_Check your understanding_
1: Summarize the passage on drug addiction in two sentences.
2: Translate this sentence from the passage on drug addiction into Spanish: "So society is confronting two major drug battles."

_Passage to read_
********
It’s easy
to shrug off the drug addiction death of actor Philip Seymour Hoffman as just
another privileged celebrity losing control and his life. When you dig behind
Hoffman’s death you see a picture that should scare the hell out of society.
Addictions
to prescription drugs, which had been soaring, are dropping somewhat because of
cost and the tightening of availability. The drop, however, has brought a sharp
rise in addiction to heroin, which is becoming cheaper and easier to get. So society
is confronting two major drug battles.
The New
York Times recently reported on the town of Hudson, Wisconsin, population
13,000, located not far from Minneapolis. It told the story of a 21-year-old
woman who is believed to be the small town’s seventh heroin fatal overdose in
eight months.
Meanwhile,
reporters from the Gannett newspaper group surveyed Wisconsin county coroners
and reported that fatal drug overdoses in the state rose 50 per cent in 2012 to
199 deaths. Between 2000 and 2007 the state averaged 29 such deaths a year.
********
Stored data entries:
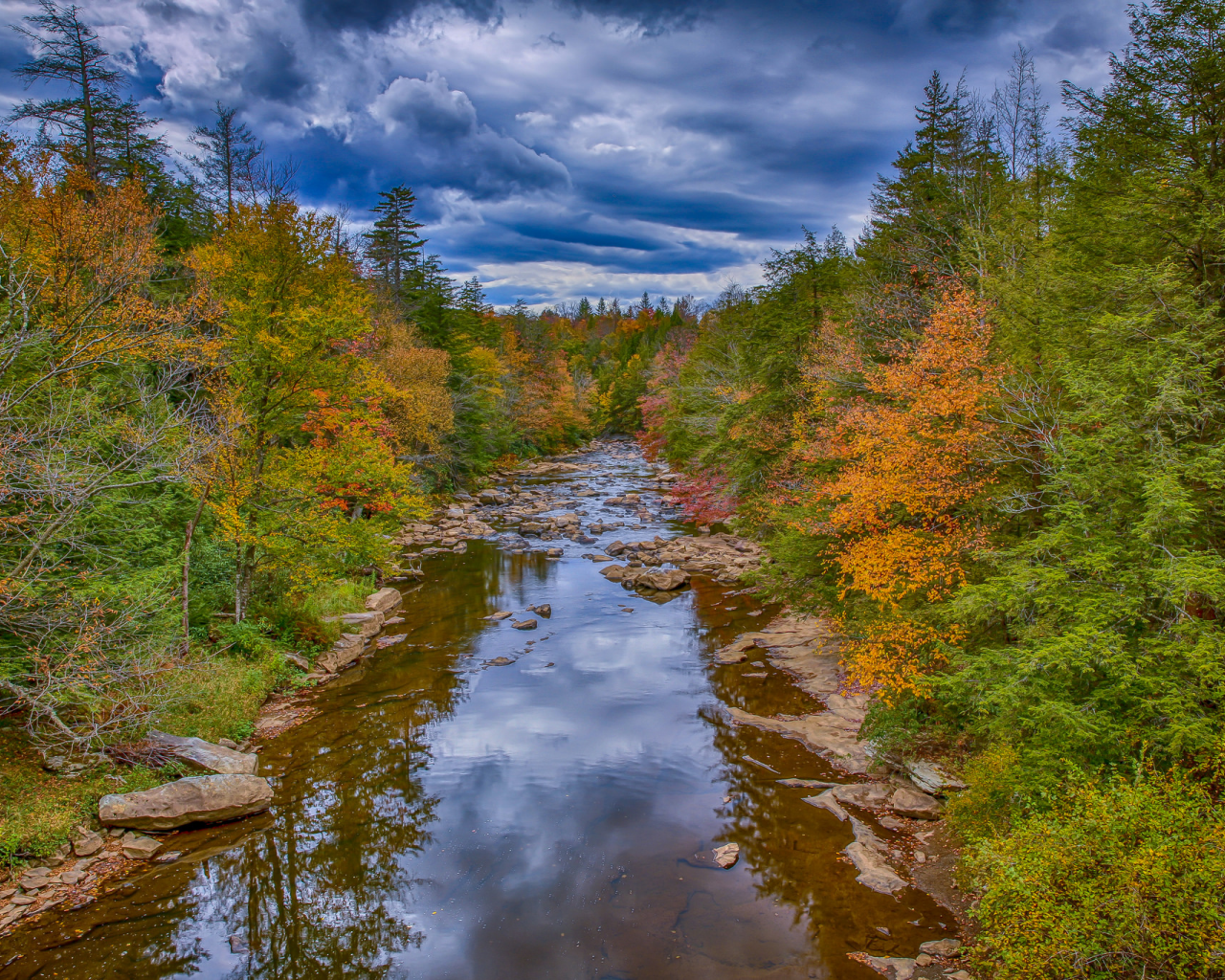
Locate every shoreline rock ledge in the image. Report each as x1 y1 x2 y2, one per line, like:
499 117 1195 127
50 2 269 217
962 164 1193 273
98 773 272 831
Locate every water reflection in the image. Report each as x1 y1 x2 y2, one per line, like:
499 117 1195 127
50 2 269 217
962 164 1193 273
0 460 941 980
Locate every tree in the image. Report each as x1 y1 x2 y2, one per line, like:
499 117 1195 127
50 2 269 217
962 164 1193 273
792 288 1002 700
9 0 123 178
188 100 263 223
363 185 425 299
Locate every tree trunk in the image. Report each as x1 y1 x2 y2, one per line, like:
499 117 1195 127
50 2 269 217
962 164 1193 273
183 495 209 656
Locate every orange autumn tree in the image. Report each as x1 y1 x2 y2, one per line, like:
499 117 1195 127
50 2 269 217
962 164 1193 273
793 287 1002 700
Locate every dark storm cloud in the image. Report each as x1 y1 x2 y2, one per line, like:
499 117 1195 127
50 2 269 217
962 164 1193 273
0 0 1127 301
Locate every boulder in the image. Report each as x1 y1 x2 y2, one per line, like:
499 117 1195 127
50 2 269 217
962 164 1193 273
323 612 386 639
315 634 367 674
902 758 966 793
867 957 919 980
367 586 404 615
73 827 106 858
148 729 258 774
889 787 945 819
843 840 906 896
98 773 272 831
635 568 690 591
919 940 962 957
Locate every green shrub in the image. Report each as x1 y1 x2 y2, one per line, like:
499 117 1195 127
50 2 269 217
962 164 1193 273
964 773 1225 980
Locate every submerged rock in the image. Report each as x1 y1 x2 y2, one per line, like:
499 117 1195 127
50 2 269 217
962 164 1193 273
148 729 258 774
119 832 162 861
367 586 403 615
843 840 906 896
98 773 272 831
889 787 945 819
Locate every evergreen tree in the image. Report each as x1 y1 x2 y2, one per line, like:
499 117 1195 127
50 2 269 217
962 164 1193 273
363 185 430 301
9 0 123 178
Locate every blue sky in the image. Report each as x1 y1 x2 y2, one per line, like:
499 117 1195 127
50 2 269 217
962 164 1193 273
0 0 1127 303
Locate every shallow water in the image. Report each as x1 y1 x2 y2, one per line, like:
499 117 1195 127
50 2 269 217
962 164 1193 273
0 455 952 980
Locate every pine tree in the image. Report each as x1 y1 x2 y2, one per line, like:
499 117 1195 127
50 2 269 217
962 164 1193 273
188 101 263 224
9 0 123 178
363 185 426 299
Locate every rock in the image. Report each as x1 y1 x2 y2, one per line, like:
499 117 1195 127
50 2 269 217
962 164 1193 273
889 787 945 819
73 827 106 858
323 612 386 639
365 586 404 615
148 729 258 775
635 568 690 591
867 957 919 980
713 844 740 869
843 840 906 896
902 758 966 793
281 653 310 676
831 783 892 806
315 632 365 675
119 833 162 861
98 773 272 831
919 940 962 957
804 791 849 821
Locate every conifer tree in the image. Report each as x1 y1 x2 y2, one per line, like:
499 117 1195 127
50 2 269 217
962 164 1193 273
363 185 428 301
189 100 263 224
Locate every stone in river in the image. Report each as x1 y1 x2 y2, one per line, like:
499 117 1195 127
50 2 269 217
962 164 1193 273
889 787 945 819
919 940 962 957
843 840 906 896
119 833 162 860
774 778 841 789
867 957 918 980
713 844 740 869
149 729 258 774
365 586 403 615
73 827 106 858
98 773 272 831
635 568 690 591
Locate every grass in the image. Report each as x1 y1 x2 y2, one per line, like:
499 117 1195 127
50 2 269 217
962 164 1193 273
0 718 172 872
0 570 373 871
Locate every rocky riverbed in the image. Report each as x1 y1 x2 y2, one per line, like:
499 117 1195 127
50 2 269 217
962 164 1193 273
0 441 962 980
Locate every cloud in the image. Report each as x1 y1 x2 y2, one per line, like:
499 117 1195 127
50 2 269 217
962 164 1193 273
0 0 1127 301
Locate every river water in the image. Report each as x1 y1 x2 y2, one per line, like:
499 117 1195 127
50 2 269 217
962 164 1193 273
0 452 953 980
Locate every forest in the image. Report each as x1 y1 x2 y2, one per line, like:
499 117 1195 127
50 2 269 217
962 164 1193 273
0 0 1225 980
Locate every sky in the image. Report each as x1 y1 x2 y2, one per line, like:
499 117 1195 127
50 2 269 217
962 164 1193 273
0 0 1128 306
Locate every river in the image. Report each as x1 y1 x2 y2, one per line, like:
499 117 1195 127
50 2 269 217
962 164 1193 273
0 440 953 980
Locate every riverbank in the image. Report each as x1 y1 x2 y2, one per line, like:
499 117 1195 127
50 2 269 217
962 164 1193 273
2 443 974 977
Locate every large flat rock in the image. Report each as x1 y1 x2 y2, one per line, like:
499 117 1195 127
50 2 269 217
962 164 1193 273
98 773 272 831
148 729 258 775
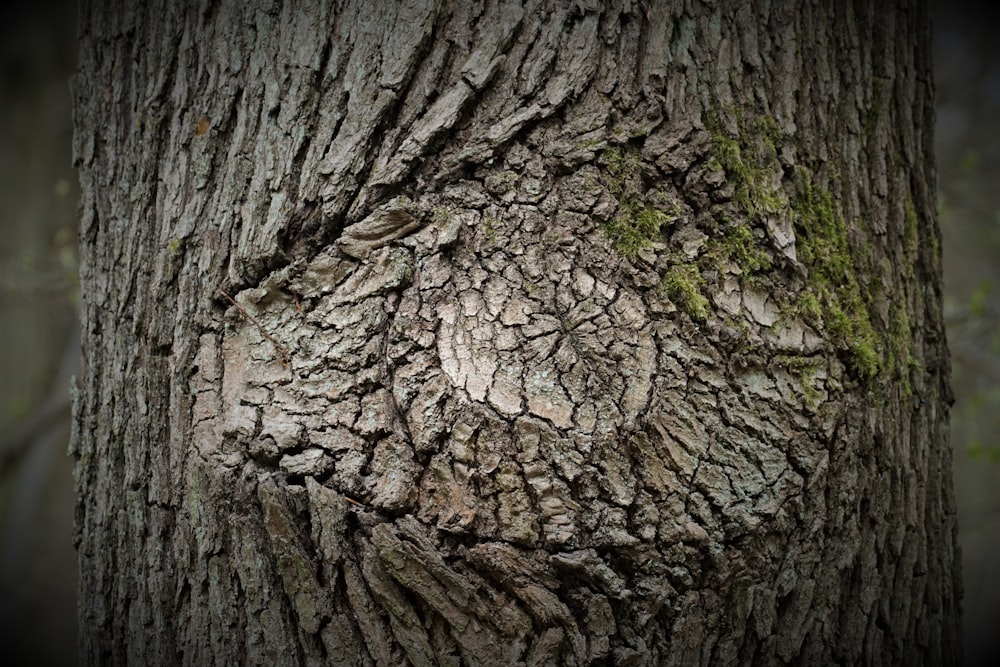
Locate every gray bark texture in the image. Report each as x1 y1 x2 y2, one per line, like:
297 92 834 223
72 0 961 666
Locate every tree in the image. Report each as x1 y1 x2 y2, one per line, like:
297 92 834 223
72 0 960 665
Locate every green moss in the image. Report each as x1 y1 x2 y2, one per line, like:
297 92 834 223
708 110 789 221
604 147 680 260
660 263 709 322
793 171 882 382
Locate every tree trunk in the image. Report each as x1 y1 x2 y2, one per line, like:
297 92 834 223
73 0 960 666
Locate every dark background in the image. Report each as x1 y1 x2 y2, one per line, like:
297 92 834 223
0 0 1000 667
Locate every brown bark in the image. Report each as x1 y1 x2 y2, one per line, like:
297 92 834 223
74 0 960 665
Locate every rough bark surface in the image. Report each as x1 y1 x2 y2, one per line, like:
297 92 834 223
********
_Replies_
1: Addiction to prescription drugs has dropped somewhat because of cost and tighter availability, but the drop has brought a sharp rise in heroin addiction as heroin becomes cheaper and easier to get. In Wisconsin, a small town near Minneapolis is believed to have had its seventh fatal heroin overdose in eight months, and fatal drug overdoses across the state rose 50 percent in 2012 to 199 deaths.

2: Así que la sociedad se enfrenta a dos grandes batallas contra las drogas.